**** Entries

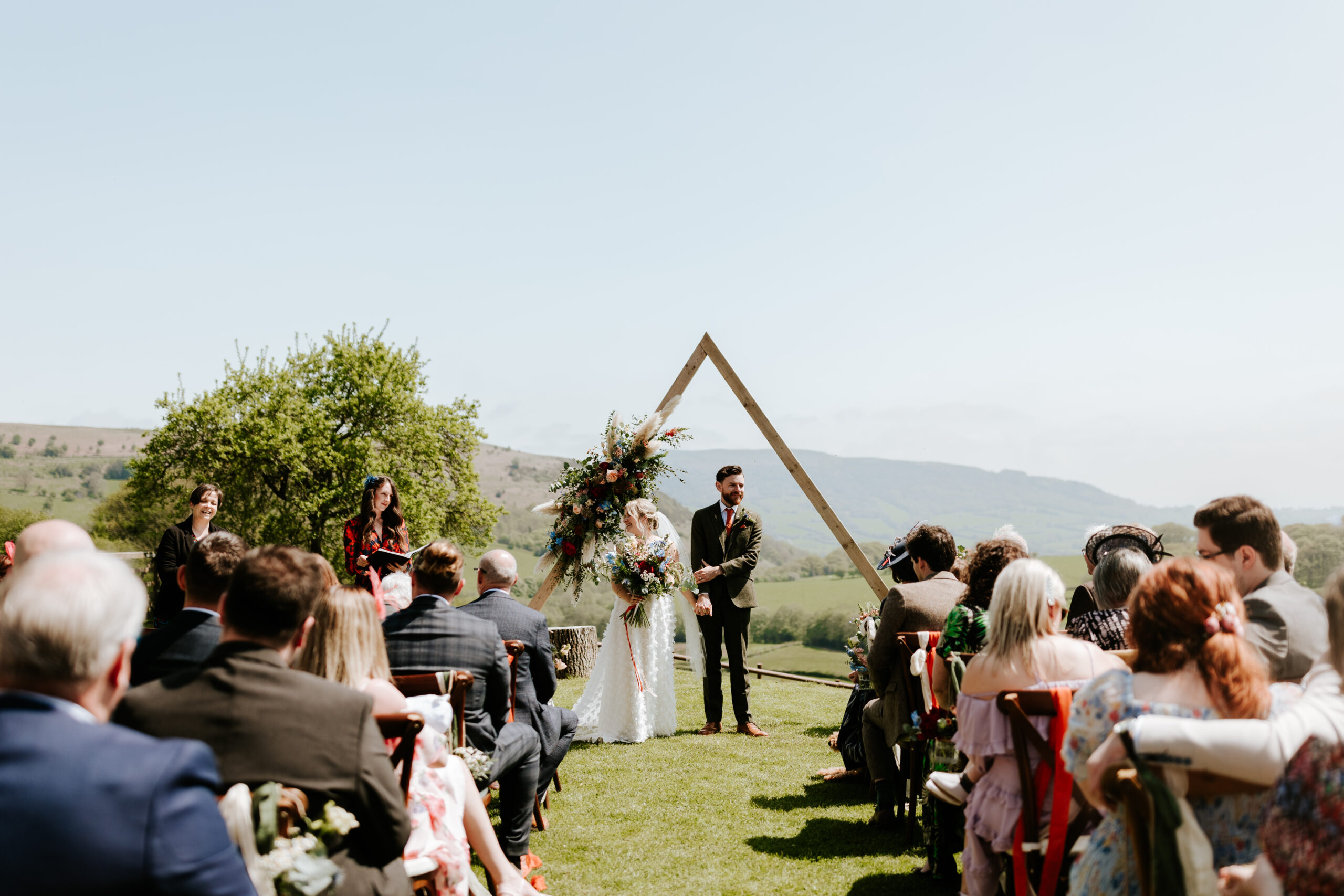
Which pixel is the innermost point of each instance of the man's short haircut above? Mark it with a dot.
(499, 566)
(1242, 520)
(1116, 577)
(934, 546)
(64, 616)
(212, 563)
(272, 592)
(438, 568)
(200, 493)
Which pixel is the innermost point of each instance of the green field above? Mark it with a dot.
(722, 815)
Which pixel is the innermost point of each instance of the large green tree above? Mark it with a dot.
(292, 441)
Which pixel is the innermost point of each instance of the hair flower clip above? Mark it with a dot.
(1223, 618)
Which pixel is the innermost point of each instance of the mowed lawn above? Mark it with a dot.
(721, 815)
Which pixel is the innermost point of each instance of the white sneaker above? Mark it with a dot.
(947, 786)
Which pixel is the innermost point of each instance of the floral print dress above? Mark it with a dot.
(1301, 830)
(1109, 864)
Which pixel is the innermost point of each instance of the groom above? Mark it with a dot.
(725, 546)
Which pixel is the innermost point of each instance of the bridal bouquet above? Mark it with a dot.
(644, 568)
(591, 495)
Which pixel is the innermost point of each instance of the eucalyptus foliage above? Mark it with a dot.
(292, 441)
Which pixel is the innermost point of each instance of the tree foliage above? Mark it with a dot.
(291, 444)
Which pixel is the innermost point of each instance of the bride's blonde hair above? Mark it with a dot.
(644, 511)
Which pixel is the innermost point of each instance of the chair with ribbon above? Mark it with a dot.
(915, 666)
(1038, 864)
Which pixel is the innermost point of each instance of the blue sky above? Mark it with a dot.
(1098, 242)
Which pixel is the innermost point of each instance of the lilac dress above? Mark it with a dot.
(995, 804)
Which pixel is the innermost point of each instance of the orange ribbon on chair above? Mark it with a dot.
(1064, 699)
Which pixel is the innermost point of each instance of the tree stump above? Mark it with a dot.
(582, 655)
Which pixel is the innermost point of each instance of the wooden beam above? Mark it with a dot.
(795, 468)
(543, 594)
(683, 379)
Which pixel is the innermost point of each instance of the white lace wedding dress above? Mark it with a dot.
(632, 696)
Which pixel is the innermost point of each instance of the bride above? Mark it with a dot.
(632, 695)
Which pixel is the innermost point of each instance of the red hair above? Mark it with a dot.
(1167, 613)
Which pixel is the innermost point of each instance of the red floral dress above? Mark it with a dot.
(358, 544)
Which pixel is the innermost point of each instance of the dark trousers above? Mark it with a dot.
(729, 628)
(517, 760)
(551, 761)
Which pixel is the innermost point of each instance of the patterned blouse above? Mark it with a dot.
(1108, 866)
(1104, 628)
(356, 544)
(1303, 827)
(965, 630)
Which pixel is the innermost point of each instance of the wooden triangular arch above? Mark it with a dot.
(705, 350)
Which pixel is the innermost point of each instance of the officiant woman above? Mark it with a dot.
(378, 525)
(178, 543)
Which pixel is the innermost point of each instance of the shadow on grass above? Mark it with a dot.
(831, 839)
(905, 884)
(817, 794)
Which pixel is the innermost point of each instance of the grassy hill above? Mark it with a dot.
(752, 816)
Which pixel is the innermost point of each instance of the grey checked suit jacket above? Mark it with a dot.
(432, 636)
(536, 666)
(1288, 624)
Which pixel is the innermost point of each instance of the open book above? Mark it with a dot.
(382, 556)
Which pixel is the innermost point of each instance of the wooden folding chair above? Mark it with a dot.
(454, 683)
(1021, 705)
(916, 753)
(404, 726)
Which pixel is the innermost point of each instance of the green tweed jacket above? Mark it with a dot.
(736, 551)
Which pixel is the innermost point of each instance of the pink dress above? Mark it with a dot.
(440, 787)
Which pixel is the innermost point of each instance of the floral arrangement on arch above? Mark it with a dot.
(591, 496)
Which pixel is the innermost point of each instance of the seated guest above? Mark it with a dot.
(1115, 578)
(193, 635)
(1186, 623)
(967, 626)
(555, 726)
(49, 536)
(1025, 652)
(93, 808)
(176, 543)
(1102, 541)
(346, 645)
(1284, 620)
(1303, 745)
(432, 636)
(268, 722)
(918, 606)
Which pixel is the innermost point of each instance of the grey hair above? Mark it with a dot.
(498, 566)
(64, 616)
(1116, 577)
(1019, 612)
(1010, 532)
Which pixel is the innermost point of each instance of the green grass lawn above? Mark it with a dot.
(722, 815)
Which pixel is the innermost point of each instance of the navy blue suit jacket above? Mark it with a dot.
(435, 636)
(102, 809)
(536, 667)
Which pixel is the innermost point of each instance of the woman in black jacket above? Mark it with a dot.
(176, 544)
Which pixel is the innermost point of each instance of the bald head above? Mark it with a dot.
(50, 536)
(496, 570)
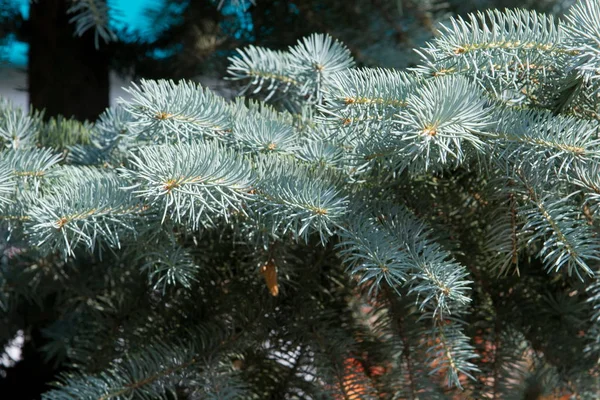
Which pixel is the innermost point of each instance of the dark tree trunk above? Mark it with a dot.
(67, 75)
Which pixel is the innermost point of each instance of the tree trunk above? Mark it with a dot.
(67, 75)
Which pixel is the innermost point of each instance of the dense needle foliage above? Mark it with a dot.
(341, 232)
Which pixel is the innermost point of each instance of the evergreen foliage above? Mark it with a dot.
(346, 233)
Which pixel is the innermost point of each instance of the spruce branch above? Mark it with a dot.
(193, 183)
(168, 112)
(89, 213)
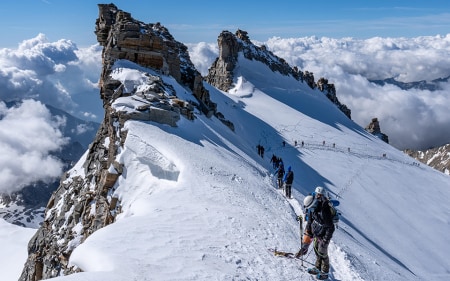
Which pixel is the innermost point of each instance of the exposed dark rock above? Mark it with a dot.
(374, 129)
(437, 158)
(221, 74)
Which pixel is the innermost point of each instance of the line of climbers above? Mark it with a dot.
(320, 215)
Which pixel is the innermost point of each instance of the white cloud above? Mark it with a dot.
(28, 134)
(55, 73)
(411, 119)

********

#### Directions:
Put the part of the listing that opens with the line containing "red hair above? Mark it with a dot." and closes with the line containing "(1288, 624)" into a numbered list, including both of those lines and leaving out any blank lines.

#### Exercise solution:
1. Which pixel is the innermost point of each instance of the red hair above? Mark it with a dot.
2. (1167, 613)
3. Which pixel is the innermost point of each instance of the red floral dress above? Mark it with a dot.
4. (358, 544)
5. Which pixel is the innermost point of each instance of the dark trousers above? Mark it with a dot.
6. (729, 628)
7. (517, 760)
8. (551, 761)
9. Which pixel is the innermost point of each instance of the patterned blouse above? Mark it with a dot.
10. (1108, 866)
11. (1104, 628)
12. (356, 544)
13. (1303, 827)
14. (965, 630)
15. Which pixel is the innermost point of each instance of the wooden triangular arch above? Mark it with a dot.
16. (705, 350)
17. Which pixel is the innermost point of each instance of the officiant woman above? Mark it with a dot.
18. (378, 525)
19. (178, 543)
20. Which pixel is the innermost point of each instance of the shadow on grass above? Mark it with a dot.
21. (831, 839)
22. (905, 884)
23. (817, 794)
24. Which pixel is the innermost point of each instance of the grassy hill above? Mark it with a dot.
25. (752, 816)
26. Which pixel is the innermost point of each instance of the grey checked suit jacket above? Mark it with a dot.
27. (432, 636)
28. (536, 666)
29. (1288, 624)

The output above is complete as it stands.